RECORD SET >>

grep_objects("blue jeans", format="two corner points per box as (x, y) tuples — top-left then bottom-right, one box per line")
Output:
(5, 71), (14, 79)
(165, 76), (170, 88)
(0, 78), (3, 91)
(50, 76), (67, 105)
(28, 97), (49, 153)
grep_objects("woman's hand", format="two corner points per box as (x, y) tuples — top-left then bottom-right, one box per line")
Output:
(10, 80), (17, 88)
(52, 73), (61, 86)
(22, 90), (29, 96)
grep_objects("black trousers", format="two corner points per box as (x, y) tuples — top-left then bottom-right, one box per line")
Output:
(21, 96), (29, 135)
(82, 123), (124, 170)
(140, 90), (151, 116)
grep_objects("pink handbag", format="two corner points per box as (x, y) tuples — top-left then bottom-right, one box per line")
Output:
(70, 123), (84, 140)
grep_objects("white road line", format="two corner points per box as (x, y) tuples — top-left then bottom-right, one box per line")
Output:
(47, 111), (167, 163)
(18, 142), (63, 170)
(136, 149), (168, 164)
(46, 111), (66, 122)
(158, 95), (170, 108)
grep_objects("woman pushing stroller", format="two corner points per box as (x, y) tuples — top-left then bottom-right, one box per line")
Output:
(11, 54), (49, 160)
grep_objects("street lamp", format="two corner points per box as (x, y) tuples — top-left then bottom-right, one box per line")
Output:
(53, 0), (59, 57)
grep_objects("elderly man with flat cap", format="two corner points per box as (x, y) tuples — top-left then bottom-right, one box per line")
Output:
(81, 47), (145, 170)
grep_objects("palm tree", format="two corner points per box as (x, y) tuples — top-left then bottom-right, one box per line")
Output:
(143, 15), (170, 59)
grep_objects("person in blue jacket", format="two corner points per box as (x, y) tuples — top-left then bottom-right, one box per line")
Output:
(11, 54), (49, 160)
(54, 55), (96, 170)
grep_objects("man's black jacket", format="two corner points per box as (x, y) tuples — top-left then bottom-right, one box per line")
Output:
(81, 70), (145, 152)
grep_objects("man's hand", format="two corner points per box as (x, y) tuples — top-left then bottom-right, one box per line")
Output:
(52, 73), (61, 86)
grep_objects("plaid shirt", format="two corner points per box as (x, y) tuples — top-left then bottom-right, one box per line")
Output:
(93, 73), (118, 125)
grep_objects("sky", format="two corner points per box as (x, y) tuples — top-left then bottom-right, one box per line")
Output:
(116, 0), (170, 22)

TASK DIRECTIONS >>
Rename "grep_objects" to "find_objects" everywhere it occurs in the entries above, and reproduce them with nothing else changed.

FULL ANSWER >>
find_objects("blue jeans", format="two corner points per box as (x, y) tuples — top-left then bottom-right, one box per line")
Output:
(5, 71), (14, 79)
(165, 76), (170, 88)
(0, 78), (3, 91)
(50, 76), (67, 105)
(28, 97), (49, 153)
find_objects("woman's hand", format="two corner points per box as (x, y) tuples — top-left then bottom-right, one box per line")
Output:
(10, 80), (17, 88)
(52, 73), (61, 86)
(22, 90), (29, 96)
find_objects("black trousers", format="two corner points per box as (x, y) tuples — top-left then bottom-right, one box per line")
Output:
(21, 96), (29, 135)
(82, 123), (124, 170)
(140, 90), (151, 116)
find_objects("pink handbag", format="two corner points per box as (x, y) tuples — top-left then bottom-right, one box per line")
Output:
(70, 123), (84, 140)
find_objects("white road line", format="two corner points per box as (x, y) tuples — top-left then bottom-right, one box per line")
Output:
(47, 111), (167, 163)
(18, 142), (63, 170)
(136, 149), (168, 164)
(46, 111), (66, 122)
(158, 95), (170, 108)
find_objects("woman pushing stroller", format="two corner points per box as (x, y) tuples — top-left then bottom-right, one box per line")
Output:
(11, 54), (49, 160)
find_objects("street lamp", format="two corner points per box as (x, y) tuples — top-left then bottom-right, one box per line")
Output:
(53, 0), (59, 57)
find_objects("elderly man with flat cap", format="two corner points per box as (x, y) tuples — top-left then bottom-right, one box per line")
Output:
(81, 47), (145, 170)
find_objects("palm tree", format="two corner points per box as (x, y) tuples — top-left then bottom-right, one box per line")
Output:
(143, 15), (170, 59)
find_objects("person in blue jacket", format="two corner points per box as (x, y) tuples — top-left then bottom-right, one box per line")
Output:
(11, 54), (49, 160)
(54, 55), (96, 170)
find_objects("man's black jacket", format="two corner points per box as (x, y) tuples — top-left then bottom-right, one box per line")
Output:
(81, 70), (145, 152)
find_objects("man's hand", format="two corner points per box as (x, y) tuples — top-left then bottom-right, one box per line")
Output:
(52, 73), (61, 86)
find_objects("plaid shirt", format="two corner points per box as (x, y) tuples — top-left then bottom-right, one box per line")
Output:
(93, 73), (118, 125)
find_objects("sky", format="two corner points per box as (x, y) tuples — top-left then bottom-right, one box per line")
Output:
(116, 0), (170, 22)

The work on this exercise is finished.